▶ **Set problem**
Retype the lines below word for word, from the first one through the line that contains "(156, 294), (600, 347)", including that line, and leave the pictures out of your copy.

::: Supplied information :::

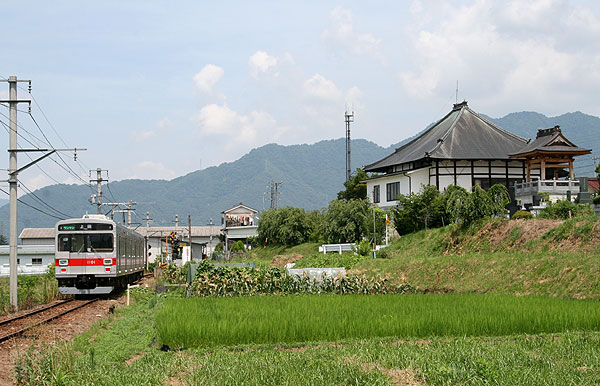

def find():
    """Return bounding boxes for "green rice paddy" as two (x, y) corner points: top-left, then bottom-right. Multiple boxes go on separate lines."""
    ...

(156, 294), (600, 347)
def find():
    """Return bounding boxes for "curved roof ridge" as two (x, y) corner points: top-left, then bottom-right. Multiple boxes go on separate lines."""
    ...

(394, 106), (460, 153)
(431, 105), (468, 153)
(465, 106), (529, 143)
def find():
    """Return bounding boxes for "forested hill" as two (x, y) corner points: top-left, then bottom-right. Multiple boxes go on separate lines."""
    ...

(0, 112), (600, 234)
(0, 139), (392, 233)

:::

▶ **Result**
def find():
    """Return bounding boxes for "green rice paddy" as two (x, y) corner points: top-left, then bottom-right. Multiple boxes go on separate lines."""
    ...

(156, 294), (600, 347)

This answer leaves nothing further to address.